# PROBLEM TO WORK ON
Exactly reproduce the line that contains "of the concrete" and all lines after it in the entries below, through the very last line.
Segment Open
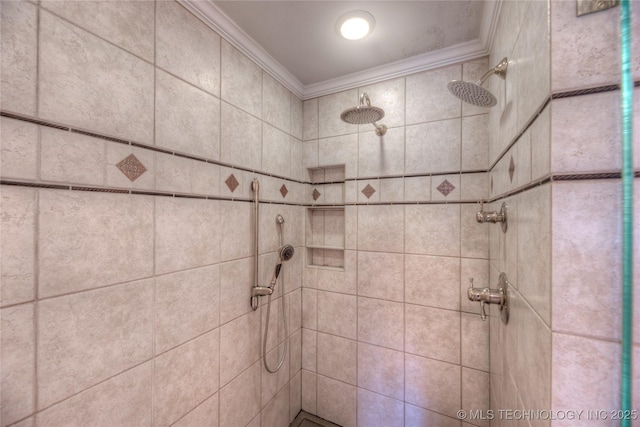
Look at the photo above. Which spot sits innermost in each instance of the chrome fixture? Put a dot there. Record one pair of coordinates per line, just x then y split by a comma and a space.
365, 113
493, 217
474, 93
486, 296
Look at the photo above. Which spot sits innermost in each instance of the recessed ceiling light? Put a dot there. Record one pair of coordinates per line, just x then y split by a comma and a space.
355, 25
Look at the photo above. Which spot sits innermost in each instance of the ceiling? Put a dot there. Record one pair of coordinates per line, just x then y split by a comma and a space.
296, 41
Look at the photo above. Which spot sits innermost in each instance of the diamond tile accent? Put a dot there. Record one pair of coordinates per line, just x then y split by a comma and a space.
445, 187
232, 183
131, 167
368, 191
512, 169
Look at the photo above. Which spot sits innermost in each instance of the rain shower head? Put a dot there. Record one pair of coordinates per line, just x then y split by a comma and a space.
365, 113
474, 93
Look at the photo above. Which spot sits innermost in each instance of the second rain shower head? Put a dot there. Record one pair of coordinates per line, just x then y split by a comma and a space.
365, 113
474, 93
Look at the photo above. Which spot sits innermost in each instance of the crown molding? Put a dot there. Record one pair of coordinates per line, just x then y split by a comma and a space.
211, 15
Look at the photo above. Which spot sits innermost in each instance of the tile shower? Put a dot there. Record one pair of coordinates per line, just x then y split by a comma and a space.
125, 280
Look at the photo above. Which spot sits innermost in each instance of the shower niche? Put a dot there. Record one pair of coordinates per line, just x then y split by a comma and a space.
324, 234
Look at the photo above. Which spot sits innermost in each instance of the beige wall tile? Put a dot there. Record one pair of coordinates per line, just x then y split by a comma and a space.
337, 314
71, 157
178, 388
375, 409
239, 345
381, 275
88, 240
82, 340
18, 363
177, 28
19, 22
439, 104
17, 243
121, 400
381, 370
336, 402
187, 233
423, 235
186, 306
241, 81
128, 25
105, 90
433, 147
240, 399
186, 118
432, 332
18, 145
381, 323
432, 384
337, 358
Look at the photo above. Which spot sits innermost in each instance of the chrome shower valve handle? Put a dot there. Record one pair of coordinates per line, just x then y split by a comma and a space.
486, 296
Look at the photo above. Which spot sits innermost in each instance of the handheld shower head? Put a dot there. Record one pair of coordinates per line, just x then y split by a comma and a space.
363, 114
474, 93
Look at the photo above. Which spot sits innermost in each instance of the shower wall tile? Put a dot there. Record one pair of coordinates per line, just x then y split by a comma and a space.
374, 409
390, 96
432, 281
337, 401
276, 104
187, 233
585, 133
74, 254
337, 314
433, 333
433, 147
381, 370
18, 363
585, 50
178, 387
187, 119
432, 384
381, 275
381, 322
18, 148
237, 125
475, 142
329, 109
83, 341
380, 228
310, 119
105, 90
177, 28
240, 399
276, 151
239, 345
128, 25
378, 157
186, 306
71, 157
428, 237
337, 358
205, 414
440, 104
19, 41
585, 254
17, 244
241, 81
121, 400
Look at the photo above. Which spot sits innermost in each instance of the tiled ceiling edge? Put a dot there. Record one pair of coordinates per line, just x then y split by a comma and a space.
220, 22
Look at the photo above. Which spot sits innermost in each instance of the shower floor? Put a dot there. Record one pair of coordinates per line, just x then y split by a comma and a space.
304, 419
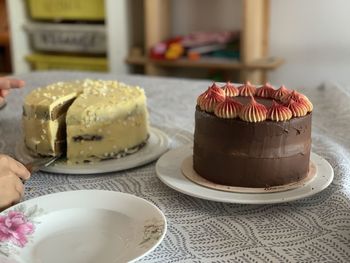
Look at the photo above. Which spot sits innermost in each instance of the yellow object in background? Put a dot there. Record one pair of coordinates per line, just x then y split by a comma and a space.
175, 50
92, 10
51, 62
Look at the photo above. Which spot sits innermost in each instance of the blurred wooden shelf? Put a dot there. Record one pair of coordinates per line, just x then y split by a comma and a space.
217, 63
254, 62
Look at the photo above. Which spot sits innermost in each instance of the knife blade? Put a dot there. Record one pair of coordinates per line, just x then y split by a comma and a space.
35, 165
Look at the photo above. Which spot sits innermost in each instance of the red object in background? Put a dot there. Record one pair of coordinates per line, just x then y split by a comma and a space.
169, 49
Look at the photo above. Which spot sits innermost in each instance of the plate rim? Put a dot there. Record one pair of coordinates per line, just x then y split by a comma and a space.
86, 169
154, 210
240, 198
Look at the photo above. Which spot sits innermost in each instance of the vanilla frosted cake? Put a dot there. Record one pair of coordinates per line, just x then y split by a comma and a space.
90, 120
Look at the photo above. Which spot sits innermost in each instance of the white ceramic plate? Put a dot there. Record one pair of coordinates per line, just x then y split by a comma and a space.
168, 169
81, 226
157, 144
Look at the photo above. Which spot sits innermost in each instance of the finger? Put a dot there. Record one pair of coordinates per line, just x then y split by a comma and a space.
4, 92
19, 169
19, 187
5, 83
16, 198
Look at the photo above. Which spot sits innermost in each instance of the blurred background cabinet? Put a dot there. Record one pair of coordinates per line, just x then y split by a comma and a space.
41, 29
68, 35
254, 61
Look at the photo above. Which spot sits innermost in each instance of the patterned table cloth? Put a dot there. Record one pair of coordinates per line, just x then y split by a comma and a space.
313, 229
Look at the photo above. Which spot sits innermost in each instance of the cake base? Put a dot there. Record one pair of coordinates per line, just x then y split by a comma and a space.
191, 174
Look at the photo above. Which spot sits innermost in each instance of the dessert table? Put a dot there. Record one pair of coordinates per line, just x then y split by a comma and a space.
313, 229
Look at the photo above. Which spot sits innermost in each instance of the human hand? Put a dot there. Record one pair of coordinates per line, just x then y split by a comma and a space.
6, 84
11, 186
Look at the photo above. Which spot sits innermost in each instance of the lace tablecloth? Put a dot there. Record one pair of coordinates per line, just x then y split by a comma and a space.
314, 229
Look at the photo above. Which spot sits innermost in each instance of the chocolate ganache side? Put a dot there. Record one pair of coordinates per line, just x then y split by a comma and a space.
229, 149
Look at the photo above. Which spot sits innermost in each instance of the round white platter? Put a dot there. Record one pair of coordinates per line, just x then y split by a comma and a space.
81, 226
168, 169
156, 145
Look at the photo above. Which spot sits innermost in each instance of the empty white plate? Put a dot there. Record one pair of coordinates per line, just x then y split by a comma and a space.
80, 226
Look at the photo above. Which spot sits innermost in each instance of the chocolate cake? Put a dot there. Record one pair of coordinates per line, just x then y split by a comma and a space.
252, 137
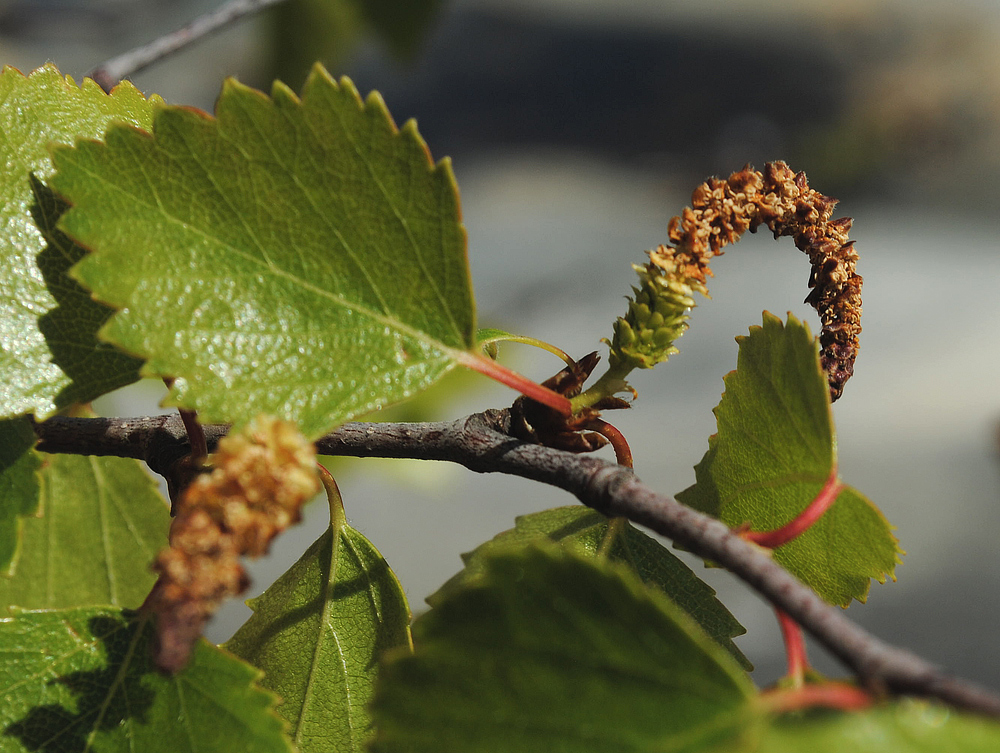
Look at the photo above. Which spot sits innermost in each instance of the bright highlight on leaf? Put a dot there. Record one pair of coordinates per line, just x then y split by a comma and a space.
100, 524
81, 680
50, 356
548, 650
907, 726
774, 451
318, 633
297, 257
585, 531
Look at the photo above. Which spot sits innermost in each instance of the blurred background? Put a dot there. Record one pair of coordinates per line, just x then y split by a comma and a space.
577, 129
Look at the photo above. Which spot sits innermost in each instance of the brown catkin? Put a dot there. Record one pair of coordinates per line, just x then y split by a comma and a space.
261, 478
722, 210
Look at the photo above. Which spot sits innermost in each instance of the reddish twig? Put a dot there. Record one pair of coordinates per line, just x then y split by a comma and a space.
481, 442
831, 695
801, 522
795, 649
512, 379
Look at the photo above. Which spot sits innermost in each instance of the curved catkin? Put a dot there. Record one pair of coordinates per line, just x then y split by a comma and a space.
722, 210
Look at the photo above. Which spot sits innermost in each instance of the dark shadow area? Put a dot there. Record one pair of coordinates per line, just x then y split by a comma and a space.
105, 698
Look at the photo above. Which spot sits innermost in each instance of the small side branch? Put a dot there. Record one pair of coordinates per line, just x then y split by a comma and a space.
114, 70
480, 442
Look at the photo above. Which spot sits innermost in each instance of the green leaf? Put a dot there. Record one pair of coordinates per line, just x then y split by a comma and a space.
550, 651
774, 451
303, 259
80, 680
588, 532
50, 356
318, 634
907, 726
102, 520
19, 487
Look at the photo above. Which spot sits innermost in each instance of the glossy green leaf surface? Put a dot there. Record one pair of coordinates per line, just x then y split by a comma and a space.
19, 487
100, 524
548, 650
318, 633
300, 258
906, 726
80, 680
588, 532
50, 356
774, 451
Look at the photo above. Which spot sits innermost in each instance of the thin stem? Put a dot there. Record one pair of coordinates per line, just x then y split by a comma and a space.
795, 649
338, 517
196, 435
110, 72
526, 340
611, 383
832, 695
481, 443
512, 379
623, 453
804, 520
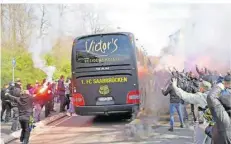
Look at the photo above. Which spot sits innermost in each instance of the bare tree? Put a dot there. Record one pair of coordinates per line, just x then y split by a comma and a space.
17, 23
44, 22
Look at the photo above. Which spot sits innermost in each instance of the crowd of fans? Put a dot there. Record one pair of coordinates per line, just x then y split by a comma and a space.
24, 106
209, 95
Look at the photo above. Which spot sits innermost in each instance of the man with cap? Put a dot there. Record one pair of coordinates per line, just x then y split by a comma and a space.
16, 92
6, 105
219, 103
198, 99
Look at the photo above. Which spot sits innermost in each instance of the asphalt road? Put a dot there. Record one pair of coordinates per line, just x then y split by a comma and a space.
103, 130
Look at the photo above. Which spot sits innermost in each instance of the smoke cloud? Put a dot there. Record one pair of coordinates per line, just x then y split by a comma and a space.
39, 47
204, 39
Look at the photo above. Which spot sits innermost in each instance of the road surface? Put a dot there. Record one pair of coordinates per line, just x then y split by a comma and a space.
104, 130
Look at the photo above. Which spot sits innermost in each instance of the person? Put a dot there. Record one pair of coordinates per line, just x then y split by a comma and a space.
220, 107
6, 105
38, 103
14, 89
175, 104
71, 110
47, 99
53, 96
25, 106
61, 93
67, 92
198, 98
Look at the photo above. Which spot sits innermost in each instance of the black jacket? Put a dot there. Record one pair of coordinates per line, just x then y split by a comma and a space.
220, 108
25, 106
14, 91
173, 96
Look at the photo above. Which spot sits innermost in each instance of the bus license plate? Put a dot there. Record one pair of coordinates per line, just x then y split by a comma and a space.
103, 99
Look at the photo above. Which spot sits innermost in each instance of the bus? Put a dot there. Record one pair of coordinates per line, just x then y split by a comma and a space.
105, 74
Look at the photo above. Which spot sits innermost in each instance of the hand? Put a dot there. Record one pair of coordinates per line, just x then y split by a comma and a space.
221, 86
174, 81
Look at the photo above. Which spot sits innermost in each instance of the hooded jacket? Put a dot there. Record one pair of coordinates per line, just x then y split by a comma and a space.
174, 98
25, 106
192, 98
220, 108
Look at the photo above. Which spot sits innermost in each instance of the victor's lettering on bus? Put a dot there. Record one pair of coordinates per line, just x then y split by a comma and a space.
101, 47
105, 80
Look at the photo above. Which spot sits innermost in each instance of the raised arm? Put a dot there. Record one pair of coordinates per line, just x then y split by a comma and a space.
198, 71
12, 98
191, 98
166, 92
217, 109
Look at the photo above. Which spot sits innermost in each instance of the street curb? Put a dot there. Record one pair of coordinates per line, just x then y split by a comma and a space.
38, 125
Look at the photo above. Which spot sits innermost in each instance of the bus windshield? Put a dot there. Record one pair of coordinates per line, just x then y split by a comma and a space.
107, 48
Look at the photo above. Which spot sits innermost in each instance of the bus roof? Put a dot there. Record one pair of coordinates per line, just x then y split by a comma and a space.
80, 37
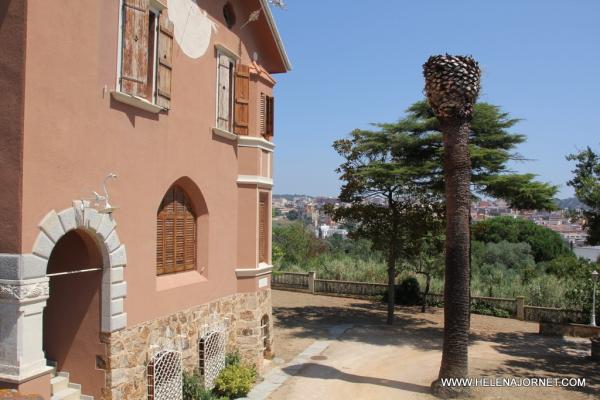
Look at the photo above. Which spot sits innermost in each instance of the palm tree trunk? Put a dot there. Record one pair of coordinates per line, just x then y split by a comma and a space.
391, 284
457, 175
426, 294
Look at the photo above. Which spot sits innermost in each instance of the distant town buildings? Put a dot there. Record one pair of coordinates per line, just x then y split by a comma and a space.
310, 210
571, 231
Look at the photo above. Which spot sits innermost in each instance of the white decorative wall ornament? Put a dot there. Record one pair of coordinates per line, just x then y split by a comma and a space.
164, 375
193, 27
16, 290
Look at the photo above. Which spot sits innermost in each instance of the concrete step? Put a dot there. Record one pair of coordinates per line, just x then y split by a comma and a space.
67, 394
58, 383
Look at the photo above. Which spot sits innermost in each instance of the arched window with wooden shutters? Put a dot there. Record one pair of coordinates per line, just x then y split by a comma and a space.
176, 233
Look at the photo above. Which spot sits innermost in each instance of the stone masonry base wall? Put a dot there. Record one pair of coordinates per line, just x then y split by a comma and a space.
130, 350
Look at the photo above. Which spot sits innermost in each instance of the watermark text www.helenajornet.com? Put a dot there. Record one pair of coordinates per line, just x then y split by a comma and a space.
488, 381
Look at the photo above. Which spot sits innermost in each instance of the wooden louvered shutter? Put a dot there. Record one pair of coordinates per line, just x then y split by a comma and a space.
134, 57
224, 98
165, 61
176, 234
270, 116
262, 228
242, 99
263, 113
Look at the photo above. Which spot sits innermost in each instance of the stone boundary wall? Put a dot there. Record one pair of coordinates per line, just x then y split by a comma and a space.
Segment Closed
# OUTPUT BELOW
Look at the photo above. Which spot sits innermost in each instance of the concrete step? Put a dot there. Record one pair of coordinates per line, just x then y split by a comma and a space.
67, 394
58, 383
Look at the photo above. Which spot sits innermost in each instance of the arched window with wooden shutters? Put a dot there. Record one pair of coordinates per line, just x then y split by a comma and a space.
176, 233
Look at the photo above. Which spot sits innermost in each instance of the stone masonry base wall? Put a dot there. Record one pair of coordinates per line, just x then y split by a comma and a space.
130, 350
Look at the photo above. Which spot sits innermost in each instance of the watermark text www.helenajornet.com? Put a dot there. Record one pair of coordinates per line, just x then y split by a comma and a space.
488, 381
Look at the photo above. Which spot sits innermost in each instance of the wooden louvered shutter? Put a dot there. Record one pair of coordinates per line, just x then y split by a comma and a space.
134, 57
224, 98
165, 61
176, 234
270, 116
262, 228
242, 99
263, 113
Look at the photo above. Which spot sits innermost in each instance of the stone boundary wall? Put a dot there. Record one pair of coordinates per line, just x then y split by a comma and a space.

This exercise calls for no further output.